Exercise objective: Name every person the interview text below mentions by name.

Document text:
_ _ _ _ _ _ _

Editor's note: This story includes language some may find offensive.
It's a typical Friday afternoon in Newark, New Jersey.
There's a group of young black men milling around the liquor store on the corner of South 15th and 10th streets, and then a van pulls up. On one side, there's a painting of Tupac Shakur. On the other, photos of dead bodies, bodies of young black men killed in gang violence. A coffin is painted on the roof of the van, and in big orange letters on the coffin are three words: "stop the killing."
Tyrone Muhammad, also known as "Muhammad the Mortician," owns that van.
He's the funeral director at Newark's Peace and Glory Home for Funerals. And he spent decades trying to stop the epidemic of gun violence in his community. But he told Charles Monroe-Kane of "To the Best of Our Knowledge" that nothing prepared him for the coronavirus pandemic.
This transcript has been edited for clarity and length. Please note some comments contain disturbing descriptions of funeral homes.
Charles Monroe-Kane: It's 2020. And we have a very different and just off-putting problem right now. We have the coronavirus hitting the black community hard. What does it look like on the ground with the coronavirus for a black mortician?
Tyrone Muhammad: Very sad. It's very sad because we weren't prepared for it. I think America itself was not prepared for it, particularly in the black community. It hit hard, March 23 in our community, it went crazy.
CMK: That really surprises me. You're naming an actual day when coronavirus hit the black community. What happened that day?
TM: We are a very busy funeral home. But on that day, March 23, we took in 30 people that died from the COVID-19.
They were dropping everywhere, in the houses, at the hospitals. People were calling. We weren't prepared.
We had 210 people in our funeral home in eight days. We realized we couldn't catch up. That's when the storm hit. We were scared. We were stuck. And we weren't sure what to do.
I now call it "The house of horrors" to this day, because what's going on right now inside the funeral homes is a disgrace. And not just ours, but in most of them right now, particularly in New York and New Jersey.
CMK: You're a mortician. You're also a human being. And as a mortician you touch the dead bodies. You see the pain. How do you stay strong during something like this?
TM: Man, up to this point, I was doing very well. I mean, this is my passion. I believe that I was born into this because I have a gift. It's easy for me to make somebody that looks disfigured look good. I'm used to it. I love helping people, but I'm, in a sense, sunk in place at this point because the funeral homes have become, as I said, a house of horrors.

_ _ _ _ _ _ _

Records from a dataset
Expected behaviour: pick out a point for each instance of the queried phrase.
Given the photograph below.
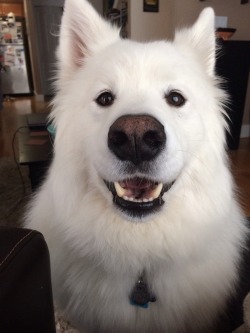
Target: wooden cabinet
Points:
(233, 64)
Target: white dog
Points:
(138, 207)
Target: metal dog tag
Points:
(141, 295)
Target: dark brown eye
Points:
(106, 98)
(174, 98)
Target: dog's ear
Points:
(83, 32)
(200, 40)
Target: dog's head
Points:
(133, 117)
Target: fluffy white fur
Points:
(191, 248)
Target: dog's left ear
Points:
(83, 32)
(200, 40)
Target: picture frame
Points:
(151, 6)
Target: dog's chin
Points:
(138, 198)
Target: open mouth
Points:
(138, 197)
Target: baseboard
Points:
(245, 131)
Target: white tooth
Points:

_ _ _ _ _ _ _

Exercise response: Tupac Shakur, Tyrone Muhammad, Charles Monroe-Kane